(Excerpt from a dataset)
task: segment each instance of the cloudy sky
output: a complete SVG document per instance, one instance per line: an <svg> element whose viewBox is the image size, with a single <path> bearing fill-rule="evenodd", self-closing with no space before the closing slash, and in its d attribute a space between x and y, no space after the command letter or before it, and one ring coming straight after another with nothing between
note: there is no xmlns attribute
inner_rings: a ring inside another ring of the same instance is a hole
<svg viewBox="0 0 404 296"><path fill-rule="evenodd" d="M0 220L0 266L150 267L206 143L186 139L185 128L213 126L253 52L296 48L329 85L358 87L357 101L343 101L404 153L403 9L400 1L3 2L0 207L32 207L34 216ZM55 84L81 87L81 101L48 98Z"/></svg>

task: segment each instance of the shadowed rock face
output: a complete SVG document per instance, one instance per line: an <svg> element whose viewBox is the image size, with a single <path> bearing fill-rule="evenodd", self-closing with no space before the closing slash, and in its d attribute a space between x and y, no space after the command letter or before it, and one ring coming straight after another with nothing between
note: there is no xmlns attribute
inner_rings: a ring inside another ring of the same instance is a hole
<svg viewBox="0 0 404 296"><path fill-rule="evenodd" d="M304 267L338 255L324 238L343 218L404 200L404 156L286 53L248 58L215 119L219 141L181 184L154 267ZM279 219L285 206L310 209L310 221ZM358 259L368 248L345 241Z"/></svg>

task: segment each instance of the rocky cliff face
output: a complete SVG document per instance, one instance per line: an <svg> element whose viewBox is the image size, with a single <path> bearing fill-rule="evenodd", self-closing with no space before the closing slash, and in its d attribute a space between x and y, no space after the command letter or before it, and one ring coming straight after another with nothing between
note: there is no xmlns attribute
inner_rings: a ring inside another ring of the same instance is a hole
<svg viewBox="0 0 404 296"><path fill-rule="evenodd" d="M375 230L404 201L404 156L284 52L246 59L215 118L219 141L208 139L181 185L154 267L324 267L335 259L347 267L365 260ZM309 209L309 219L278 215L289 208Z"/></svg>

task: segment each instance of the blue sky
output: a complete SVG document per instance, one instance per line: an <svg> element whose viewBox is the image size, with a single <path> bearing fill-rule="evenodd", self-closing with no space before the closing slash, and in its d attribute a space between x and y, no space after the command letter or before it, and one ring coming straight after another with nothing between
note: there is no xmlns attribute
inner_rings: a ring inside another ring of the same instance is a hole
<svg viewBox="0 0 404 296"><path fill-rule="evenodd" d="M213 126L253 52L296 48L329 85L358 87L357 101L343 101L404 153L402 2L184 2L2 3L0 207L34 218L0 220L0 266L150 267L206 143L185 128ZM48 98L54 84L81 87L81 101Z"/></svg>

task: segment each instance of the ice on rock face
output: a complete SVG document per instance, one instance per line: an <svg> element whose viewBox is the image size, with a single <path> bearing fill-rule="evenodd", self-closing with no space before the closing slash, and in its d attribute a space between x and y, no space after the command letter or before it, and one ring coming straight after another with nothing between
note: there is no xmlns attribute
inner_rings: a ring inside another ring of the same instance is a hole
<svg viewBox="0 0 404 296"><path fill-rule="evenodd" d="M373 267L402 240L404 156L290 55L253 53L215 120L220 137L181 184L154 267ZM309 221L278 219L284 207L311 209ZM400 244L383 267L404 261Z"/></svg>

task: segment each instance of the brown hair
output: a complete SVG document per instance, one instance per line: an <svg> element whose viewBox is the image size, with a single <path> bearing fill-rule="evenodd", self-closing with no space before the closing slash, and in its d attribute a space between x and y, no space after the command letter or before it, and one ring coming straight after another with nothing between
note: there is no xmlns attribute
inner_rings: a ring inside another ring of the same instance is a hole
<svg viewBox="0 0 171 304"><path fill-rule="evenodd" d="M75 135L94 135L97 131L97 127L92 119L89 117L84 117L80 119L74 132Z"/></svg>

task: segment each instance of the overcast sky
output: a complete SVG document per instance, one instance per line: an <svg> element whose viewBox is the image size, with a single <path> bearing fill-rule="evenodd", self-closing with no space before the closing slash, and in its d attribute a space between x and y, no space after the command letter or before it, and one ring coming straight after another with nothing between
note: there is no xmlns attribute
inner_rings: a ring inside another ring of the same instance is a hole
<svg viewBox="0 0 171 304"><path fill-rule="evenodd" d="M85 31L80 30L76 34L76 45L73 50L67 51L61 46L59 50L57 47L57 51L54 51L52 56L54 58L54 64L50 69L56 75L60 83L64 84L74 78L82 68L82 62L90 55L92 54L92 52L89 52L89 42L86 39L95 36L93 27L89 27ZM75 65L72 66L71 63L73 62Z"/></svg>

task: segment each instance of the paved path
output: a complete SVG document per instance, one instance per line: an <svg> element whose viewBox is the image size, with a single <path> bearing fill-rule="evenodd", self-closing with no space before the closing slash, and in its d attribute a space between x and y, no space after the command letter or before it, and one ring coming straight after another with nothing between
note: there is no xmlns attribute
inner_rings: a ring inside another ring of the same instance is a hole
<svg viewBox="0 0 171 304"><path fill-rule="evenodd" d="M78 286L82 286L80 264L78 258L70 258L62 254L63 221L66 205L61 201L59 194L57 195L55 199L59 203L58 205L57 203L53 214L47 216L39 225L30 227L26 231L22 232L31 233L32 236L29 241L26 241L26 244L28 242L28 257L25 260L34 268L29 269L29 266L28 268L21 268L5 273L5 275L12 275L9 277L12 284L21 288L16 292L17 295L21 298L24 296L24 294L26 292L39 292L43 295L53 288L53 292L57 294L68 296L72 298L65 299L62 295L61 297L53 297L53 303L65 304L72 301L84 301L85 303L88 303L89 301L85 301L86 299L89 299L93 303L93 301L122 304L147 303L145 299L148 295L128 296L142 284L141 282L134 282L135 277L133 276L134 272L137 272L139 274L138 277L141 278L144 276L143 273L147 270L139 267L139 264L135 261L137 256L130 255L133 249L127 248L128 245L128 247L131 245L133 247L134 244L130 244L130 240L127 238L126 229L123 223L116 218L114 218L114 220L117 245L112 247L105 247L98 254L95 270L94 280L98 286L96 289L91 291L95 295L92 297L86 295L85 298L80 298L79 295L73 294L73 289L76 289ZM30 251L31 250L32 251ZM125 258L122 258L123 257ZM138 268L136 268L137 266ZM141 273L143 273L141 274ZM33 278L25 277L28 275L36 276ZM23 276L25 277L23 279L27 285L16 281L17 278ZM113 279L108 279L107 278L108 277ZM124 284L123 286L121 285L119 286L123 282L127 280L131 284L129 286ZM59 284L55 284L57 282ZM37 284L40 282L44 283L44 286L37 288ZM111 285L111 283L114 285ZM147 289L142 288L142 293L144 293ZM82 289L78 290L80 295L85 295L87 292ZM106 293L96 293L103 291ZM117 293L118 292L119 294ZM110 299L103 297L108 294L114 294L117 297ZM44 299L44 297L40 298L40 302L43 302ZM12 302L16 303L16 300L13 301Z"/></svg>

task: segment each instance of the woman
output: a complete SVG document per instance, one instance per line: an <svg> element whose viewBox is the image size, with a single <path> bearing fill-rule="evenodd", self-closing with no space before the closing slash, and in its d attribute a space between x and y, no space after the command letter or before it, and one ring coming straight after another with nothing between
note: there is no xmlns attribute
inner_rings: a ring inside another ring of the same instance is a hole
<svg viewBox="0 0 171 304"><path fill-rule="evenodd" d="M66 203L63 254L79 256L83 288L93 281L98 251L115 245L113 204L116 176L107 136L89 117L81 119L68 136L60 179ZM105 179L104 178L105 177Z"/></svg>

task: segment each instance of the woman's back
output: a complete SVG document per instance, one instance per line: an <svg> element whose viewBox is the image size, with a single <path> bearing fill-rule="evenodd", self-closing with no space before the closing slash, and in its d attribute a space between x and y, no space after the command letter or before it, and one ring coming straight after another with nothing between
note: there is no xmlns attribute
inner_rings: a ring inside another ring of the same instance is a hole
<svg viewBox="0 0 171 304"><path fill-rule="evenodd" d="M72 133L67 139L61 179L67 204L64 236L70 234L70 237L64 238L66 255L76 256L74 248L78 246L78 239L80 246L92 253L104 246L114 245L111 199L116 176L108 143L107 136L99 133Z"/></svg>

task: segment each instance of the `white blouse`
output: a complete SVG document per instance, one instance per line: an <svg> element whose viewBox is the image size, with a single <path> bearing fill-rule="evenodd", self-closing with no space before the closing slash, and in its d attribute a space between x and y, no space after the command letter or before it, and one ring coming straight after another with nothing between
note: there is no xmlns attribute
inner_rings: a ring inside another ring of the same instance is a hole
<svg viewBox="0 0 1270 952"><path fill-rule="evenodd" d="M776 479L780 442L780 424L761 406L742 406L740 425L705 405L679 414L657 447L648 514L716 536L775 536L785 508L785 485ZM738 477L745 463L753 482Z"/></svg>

--

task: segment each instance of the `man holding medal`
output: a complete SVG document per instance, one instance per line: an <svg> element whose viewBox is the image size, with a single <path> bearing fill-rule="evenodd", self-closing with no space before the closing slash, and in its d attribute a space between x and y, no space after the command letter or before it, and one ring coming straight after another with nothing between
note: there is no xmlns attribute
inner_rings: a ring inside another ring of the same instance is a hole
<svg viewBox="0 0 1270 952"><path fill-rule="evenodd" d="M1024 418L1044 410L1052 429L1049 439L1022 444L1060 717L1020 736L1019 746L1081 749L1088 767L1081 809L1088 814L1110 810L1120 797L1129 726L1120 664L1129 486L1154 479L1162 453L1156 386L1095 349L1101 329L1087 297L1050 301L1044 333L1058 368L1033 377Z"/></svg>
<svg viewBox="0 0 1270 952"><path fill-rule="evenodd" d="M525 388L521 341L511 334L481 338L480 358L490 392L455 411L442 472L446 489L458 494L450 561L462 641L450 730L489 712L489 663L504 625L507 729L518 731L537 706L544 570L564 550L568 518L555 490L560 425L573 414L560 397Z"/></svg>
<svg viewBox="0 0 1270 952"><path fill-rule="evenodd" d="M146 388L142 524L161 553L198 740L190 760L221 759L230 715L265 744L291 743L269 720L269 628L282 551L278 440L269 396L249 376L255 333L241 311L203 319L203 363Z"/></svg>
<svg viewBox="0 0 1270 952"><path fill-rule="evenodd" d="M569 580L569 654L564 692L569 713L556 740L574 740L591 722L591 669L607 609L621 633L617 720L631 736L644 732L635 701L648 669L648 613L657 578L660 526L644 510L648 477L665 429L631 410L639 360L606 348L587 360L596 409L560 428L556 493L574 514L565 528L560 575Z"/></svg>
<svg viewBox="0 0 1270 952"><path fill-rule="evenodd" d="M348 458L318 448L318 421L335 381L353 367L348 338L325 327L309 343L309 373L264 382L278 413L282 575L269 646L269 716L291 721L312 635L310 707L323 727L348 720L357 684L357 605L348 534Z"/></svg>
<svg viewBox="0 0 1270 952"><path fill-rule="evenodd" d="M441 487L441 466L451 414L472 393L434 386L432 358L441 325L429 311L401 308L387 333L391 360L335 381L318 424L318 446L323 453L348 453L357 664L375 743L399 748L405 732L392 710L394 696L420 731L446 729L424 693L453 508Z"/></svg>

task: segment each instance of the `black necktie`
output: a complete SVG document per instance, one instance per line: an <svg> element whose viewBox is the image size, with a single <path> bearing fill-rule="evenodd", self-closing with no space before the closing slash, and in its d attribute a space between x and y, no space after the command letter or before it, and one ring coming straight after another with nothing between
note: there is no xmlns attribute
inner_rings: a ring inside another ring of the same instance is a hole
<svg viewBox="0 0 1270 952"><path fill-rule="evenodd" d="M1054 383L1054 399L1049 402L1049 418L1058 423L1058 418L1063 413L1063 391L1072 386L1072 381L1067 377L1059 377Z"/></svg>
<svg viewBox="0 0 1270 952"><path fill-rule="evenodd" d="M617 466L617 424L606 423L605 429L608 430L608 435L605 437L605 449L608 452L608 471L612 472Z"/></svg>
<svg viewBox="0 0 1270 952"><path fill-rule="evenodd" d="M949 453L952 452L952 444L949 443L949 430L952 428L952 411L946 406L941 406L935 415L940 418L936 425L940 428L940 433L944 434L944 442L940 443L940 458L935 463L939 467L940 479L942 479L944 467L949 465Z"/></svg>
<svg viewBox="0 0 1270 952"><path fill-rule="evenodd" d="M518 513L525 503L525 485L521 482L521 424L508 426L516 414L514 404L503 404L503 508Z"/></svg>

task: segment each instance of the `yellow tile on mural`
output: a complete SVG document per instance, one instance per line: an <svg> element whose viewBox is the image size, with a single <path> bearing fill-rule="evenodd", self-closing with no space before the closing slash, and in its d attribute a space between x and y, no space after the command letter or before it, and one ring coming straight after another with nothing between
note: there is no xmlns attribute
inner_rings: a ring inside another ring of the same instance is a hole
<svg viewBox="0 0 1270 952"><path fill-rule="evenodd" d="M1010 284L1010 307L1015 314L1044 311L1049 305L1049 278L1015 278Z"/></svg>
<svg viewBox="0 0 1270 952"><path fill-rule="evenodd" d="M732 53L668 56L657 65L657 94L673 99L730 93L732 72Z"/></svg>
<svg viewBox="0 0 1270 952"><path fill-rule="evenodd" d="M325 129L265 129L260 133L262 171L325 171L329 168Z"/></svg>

==

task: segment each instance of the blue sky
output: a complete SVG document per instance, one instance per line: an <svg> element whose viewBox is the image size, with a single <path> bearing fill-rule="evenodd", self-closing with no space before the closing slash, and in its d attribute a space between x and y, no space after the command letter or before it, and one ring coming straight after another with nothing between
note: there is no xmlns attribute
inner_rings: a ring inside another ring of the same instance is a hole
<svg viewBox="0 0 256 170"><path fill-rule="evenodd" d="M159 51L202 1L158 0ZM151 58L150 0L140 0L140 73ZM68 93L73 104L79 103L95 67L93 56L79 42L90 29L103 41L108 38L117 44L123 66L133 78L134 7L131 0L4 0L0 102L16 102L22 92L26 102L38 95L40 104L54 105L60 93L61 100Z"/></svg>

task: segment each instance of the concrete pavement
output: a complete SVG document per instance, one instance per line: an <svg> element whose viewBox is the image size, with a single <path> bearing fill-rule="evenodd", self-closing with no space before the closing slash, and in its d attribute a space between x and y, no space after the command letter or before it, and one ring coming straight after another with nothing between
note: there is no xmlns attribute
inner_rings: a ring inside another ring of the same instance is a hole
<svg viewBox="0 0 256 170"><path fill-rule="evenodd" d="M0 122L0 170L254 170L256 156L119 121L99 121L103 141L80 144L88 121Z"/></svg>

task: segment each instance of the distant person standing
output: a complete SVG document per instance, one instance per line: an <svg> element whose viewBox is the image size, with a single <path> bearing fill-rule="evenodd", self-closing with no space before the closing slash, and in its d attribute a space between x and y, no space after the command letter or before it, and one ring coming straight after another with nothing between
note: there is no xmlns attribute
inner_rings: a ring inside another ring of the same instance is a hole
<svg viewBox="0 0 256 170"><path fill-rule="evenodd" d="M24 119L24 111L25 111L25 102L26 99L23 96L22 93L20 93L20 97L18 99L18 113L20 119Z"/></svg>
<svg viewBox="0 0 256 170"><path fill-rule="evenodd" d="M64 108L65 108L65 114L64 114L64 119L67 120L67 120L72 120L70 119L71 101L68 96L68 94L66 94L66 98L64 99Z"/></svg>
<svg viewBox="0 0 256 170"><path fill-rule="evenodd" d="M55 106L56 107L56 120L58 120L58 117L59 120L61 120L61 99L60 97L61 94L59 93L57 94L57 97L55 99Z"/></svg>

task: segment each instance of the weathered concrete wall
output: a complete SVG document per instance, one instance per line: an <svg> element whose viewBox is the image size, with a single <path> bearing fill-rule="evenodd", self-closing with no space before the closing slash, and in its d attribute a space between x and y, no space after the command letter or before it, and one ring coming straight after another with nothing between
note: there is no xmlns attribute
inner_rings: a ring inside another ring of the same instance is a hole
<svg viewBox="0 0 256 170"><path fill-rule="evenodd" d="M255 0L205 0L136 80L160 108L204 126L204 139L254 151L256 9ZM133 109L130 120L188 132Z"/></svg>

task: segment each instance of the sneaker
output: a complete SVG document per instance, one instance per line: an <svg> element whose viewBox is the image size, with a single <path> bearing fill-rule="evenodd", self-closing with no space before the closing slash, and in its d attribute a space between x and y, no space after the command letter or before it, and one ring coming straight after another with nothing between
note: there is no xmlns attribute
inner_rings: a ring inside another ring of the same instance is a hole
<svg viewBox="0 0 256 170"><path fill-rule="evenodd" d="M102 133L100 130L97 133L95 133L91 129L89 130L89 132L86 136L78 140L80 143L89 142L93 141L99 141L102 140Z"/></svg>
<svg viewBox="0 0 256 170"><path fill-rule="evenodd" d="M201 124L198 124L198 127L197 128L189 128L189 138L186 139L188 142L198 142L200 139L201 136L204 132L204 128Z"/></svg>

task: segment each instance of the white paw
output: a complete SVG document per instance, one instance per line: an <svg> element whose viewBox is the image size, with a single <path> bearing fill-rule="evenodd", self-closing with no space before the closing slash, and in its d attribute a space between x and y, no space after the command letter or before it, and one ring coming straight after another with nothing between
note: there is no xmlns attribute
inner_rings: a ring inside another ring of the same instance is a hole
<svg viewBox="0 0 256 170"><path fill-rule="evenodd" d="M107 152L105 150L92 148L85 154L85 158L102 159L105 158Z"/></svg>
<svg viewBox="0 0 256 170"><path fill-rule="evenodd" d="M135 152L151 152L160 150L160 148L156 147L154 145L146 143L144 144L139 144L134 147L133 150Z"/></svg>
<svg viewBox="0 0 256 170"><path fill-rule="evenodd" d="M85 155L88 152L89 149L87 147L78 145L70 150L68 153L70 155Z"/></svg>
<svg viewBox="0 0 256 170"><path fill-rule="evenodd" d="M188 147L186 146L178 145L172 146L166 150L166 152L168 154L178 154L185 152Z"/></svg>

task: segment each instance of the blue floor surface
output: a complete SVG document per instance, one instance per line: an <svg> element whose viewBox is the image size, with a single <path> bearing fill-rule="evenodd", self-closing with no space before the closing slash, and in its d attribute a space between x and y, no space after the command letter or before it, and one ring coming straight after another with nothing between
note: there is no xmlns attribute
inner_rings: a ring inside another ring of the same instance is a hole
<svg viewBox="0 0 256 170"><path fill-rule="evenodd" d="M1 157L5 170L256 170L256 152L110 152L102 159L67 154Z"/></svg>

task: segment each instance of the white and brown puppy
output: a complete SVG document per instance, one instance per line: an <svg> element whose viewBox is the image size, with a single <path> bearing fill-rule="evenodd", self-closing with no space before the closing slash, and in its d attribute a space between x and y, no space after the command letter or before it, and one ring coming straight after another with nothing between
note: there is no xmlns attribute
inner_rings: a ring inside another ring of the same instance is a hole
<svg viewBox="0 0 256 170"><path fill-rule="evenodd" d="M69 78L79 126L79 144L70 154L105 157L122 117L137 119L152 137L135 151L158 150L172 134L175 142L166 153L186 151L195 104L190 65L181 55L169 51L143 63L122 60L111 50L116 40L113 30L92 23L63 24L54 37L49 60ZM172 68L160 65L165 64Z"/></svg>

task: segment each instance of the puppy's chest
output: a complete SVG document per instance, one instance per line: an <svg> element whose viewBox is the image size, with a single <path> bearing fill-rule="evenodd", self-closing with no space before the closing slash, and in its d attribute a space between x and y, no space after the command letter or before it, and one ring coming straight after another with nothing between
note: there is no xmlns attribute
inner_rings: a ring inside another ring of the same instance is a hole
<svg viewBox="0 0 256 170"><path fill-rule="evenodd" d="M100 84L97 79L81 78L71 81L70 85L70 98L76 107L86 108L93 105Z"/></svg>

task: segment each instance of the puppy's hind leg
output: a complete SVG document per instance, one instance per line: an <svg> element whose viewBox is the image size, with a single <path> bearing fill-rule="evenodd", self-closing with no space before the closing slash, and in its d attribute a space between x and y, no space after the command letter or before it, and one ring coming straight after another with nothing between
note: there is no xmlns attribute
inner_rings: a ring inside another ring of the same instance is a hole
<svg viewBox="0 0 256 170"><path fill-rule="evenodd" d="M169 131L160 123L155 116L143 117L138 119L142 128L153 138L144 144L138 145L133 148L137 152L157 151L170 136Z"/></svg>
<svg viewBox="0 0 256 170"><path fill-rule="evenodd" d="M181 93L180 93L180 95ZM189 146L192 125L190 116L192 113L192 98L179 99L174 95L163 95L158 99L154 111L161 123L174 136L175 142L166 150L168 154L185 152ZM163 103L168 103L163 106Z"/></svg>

◆ What this task involves
Rename "puppy's" to "dog's" throughout the lines from the one containing "task: segment each instance of the puppy's chest" through the one containing "93L180 93L180 95ZM189", inclusive. Give those lines back with nothing else changed.

◆ The answer
task: segment each instance of the dog's chest
output: a complete SVG document per instance, one instance per line: an <svg> element whose viewBox is the image size, with a single <path> bearing fill-rule="evenodd", self-closing with no space before the closing slash, and in its d attribute a space between x and y, no space after the command letter or before it, and one ring coming straight after another with nothing between
note: there is no xmlns attribute
inner_rings: a ring inside another ring of the same instance is a hole
<svg viewBox="0 0 256 170"><path fill-rule="evenodd" d="M100 84L97 79L81 78L71 81L70 85L70 98L76 107L86 108L93 105Z"/></svg>

task: segment each instance of the dog's hind leg
output: a complete SVG document per instance, one instance per line: an <svg> element whose viewBox is the image size, with a single <path> bearing fill-rule="evenodd", self-closing with no space before the closing slash, and in its d attribute a space between x and y, no space after the command letter or before it, and one ring coming straight after another with nothing between
note: there is no xmlns attribute
inner_rings: a ring inside another ring of the same instance is a hole
<svg viewBox="0 0 256 170"><path fill-rule="evenodd" d="M169 131L160 123L155 116L143 117L138 119L142 128L153 138L144 144L138 145L133 148L137 152L157 151L170 136Z"/></svg>
<svg viewBox="0 0 256 170"><path fill-rule="evenodd" d="M181 93L180 93L180 95ZM189 146L192 125L190 116L192 113L192 98L179 99L174 95L163 95L158 99L154 111L161 123L174 136L175 142L166 150L168 154L185 152ZM163 103L168 103L163 106Z"/></svg>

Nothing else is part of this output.